Task item:
After counting the lines below that contain "wheel", reply with that number alone.

———

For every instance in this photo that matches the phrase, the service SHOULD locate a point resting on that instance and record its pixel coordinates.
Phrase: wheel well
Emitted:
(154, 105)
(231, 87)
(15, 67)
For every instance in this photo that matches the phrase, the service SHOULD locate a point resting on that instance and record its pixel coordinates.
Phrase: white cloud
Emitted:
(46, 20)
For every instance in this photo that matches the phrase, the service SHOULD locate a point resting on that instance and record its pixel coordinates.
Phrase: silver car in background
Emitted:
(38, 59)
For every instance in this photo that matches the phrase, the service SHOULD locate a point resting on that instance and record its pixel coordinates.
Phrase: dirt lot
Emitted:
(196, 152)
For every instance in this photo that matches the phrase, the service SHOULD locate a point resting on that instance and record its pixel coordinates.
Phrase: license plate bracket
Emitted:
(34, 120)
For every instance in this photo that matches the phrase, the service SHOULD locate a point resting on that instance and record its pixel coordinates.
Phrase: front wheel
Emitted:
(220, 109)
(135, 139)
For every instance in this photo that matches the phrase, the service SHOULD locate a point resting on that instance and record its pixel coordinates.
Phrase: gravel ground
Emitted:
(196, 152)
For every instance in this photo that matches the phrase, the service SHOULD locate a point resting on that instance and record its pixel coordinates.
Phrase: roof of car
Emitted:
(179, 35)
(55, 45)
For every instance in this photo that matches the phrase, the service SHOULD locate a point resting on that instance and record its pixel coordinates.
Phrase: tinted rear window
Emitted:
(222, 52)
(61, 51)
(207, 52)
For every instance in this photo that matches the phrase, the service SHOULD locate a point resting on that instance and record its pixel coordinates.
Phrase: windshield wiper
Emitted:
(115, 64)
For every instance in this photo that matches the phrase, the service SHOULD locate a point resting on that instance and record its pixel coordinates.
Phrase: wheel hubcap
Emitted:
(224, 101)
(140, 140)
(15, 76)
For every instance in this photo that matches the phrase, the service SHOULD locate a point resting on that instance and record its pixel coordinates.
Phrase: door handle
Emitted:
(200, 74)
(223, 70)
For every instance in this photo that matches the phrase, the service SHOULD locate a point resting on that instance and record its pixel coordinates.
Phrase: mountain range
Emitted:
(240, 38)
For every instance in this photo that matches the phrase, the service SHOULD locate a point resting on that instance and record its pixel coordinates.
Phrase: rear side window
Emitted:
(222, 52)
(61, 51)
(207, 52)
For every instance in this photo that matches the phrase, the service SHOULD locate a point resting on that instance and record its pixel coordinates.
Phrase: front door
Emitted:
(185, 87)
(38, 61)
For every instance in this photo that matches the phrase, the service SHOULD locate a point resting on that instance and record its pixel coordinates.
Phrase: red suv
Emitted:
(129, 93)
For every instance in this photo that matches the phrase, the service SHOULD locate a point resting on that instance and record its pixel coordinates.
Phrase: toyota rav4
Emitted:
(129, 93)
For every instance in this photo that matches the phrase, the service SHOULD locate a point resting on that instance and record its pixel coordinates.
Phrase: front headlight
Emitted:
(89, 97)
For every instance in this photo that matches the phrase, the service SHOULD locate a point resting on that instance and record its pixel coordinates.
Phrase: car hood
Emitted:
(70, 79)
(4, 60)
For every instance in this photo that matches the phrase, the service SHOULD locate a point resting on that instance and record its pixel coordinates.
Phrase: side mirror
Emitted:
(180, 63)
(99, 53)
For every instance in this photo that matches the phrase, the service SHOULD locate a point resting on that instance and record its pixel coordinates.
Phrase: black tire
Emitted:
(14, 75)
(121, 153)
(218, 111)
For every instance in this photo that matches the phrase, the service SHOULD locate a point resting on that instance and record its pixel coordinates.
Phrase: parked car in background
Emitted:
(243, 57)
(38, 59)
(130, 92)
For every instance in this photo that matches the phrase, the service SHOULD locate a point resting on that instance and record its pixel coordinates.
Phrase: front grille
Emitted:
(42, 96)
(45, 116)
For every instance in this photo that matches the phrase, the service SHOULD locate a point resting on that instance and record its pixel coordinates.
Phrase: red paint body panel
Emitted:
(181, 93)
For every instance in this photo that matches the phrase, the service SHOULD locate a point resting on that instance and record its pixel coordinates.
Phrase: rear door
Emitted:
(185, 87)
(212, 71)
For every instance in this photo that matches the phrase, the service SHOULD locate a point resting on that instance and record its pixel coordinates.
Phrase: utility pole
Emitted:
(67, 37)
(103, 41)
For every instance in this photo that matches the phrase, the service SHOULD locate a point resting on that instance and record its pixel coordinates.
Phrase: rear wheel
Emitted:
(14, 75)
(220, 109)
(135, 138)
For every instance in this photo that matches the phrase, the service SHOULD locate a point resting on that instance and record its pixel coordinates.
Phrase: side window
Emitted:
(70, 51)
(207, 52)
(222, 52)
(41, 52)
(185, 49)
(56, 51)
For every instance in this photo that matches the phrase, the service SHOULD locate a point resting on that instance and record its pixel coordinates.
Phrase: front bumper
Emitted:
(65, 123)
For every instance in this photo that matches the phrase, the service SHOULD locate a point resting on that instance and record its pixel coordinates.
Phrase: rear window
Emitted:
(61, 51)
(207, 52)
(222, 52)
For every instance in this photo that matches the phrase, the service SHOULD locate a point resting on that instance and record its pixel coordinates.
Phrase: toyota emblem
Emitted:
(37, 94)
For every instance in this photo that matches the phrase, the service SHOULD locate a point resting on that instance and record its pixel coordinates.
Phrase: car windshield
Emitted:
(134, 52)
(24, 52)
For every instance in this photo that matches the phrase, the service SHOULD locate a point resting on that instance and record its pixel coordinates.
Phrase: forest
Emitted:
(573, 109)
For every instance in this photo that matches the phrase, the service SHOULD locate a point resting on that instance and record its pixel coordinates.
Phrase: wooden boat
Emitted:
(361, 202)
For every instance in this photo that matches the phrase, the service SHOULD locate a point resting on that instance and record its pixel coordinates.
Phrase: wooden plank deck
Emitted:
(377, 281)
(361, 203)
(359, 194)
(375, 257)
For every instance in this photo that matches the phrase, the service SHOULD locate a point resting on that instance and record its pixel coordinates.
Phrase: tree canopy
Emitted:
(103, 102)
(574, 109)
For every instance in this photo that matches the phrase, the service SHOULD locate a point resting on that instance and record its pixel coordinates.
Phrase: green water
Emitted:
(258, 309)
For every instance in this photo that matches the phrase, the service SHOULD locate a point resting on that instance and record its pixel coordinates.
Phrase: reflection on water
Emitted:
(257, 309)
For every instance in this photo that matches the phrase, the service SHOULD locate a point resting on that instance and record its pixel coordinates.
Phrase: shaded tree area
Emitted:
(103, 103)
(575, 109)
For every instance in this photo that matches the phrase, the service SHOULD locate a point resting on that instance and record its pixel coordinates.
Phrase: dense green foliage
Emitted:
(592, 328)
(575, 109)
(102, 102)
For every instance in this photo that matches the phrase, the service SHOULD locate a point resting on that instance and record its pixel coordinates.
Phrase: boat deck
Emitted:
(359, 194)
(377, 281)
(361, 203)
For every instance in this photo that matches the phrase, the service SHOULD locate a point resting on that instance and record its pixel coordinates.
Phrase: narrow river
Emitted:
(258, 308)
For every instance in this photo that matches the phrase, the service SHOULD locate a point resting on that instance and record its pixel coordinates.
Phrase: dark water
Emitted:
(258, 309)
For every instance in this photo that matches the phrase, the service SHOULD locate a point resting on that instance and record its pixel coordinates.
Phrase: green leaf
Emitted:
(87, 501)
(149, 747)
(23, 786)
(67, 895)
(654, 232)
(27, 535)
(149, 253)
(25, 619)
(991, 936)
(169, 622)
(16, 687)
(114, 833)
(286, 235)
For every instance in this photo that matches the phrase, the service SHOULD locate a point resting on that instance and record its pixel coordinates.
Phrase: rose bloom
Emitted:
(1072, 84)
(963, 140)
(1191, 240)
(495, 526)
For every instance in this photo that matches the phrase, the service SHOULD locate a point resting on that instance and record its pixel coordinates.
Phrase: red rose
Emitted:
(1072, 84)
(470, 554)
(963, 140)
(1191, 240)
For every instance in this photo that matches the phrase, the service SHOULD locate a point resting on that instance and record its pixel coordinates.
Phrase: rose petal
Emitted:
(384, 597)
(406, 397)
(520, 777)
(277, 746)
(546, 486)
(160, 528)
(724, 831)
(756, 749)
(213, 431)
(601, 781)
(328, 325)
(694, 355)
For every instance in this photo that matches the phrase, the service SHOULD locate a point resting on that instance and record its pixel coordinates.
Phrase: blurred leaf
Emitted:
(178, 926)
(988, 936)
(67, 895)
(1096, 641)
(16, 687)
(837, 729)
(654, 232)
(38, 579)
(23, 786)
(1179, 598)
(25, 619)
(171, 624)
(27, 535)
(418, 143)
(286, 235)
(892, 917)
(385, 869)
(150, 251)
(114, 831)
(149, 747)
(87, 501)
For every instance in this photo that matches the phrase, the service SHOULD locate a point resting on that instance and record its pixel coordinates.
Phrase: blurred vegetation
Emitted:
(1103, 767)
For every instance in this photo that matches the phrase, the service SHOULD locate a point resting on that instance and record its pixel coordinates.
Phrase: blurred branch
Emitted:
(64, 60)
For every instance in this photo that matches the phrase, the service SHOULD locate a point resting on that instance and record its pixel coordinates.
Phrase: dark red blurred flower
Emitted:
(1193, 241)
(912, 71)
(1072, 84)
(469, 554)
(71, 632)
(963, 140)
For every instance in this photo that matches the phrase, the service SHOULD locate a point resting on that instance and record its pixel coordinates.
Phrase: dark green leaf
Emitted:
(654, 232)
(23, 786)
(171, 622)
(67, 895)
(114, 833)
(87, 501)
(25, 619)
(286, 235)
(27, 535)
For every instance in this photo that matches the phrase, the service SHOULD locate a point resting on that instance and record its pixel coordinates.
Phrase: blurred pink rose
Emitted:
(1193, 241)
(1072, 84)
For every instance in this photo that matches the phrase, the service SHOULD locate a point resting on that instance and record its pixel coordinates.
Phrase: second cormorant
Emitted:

———

Output for this exercise:
4